* _Data extracts_
########
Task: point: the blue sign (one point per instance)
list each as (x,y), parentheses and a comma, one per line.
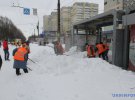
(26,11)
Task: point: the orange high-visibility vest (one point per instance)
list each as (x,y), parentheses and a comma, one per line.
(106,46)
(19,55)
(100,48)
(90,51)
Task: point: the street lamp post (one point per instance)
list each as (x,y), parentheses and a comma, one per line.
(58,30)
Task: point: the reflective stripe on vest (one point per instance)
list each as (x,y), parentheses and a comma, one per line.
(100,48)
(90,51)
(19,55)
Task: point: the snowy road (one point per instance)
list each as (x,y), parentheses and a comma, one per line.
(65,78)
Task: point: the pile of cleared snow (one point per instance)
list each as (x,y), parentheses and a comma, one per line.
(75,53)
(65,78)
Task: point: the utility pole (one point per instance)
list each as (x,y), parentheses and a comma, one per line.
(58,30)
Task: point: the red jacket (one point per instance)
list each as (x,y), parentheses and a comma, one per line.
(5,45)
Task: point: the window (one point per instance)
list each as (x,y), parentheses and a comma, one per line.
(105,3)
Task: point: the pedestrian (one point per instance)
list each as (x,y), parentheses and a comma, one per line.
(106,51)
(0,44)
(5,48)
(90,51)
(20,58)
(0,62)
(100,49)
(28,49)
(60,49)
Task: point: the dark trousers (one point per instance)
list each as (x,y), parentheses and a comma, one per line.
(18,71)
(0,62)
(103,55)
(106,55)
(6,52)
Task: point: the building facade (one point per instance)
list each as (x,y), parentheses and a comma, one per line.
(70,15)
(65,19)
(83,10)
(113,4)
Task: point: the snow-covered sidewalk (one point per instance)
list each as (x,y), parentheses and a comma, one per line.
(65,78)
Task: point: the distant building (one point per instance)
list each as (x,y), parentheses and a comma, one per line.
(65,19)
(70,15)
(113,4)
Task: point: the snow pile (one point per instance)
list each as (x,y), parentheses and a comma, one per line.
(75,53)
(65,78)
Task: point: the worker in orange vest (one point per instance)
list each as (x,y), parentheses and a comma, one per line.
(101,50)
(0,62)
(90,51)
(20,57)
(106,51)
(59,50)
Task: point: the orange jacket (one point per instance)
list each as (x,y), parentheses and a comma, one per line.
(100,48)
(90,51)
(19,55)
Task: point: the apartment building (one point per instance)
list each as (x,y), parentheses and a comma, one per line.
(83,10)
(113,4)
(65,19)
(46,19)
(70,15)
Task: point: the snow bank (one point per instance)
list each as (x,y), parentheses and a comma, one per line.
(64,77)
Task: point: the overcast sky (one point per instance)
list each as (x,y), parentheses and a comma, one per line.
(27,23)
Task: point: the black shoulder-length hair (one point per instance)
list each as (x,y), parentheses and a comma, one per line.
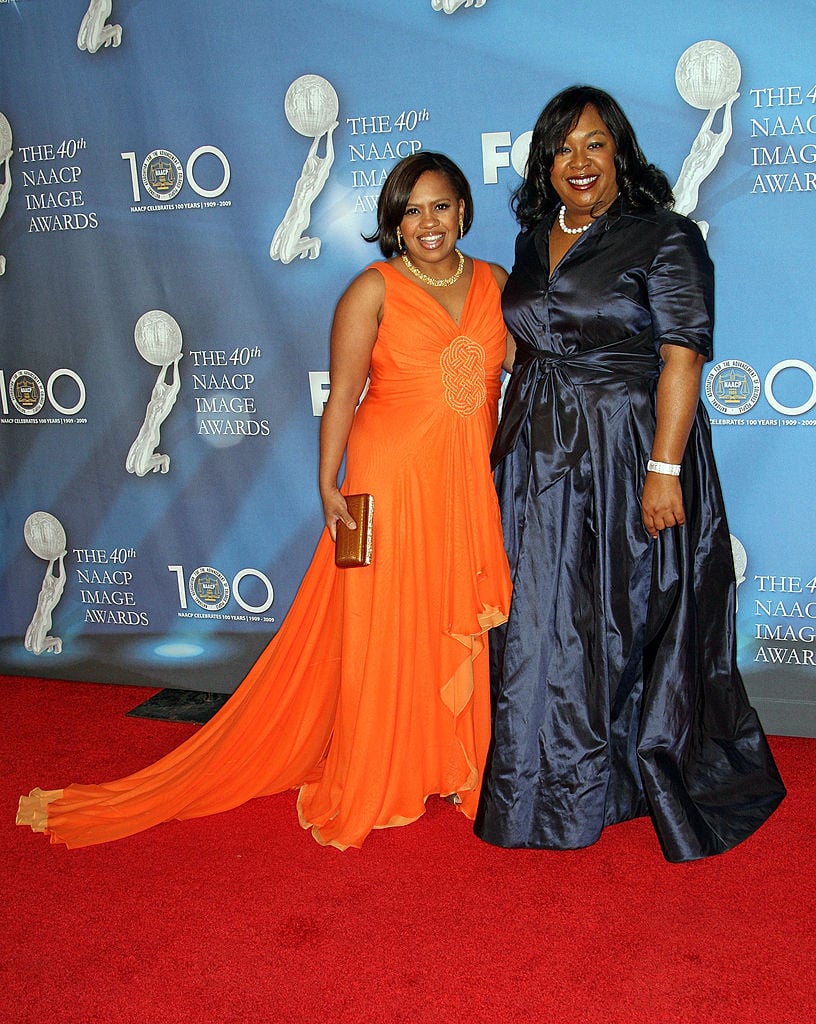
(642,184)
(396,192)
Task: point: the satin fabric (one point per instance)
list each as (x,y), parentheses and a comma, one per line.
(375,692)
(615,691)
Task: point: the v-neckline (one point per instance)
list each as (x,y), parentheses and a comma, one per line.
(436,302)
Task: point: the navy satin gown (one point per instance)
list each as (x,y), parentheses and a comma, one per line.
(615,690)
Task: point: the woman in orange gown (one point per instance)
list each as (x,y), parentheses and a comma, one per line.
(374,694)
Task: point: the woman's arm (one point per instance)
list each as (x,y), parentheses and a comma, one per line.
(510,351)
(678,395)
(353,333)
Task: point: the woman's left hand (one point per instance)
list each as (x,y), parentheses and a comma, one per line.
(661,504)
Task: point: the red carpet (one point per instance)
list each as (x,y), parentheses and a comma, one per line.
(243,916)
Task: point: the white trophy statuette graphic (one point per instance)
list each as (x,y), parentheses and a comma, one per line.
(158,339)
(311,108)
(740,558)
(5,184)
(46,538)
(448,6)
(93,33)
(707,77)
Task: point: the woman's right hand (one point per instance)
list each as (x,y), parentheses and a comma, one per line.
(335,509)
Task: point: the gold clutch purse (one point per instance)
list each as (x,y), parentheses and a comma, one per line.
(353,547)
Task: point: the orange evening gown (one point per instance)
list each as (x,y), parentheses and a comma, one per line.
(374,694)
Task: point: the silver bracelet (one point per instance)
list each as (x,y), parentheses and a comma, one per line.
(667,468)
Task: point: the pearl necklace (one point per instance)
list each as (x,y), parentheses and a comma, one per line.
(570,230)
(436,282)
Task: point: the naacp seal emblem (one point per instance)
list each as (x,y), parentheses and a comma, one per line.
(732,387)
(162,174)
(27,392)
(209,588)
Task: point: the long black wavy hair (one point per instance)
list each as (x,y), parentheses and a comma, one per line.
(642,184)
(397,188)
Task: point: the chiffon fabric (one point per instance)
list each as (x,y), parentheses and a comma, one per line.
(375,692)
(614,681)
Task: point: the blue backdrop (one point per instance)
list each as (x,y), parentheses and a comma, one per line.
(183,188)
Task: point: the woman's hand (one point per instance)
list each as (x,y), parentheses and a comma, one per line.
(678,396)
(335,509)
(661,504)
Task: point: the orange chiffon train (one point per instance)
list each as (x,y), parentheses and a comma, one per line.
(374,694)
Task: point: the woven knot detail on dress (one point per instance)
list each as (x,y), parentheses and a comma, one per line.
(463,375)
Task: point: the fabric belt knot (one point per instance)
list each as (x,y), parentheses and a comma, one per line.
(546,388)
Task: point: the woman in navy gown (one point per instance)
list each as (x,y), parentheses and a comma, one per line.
########
* _Prompt_
Filter the lines above so that only those with the string "fabric" remain, then copy them.

* _Written reply_
Task: point: the satin fabric (one point per instance)
Task: point: the chiffon fabric (one point per instance)
Task: point: the fabric belt knot (one point per instance)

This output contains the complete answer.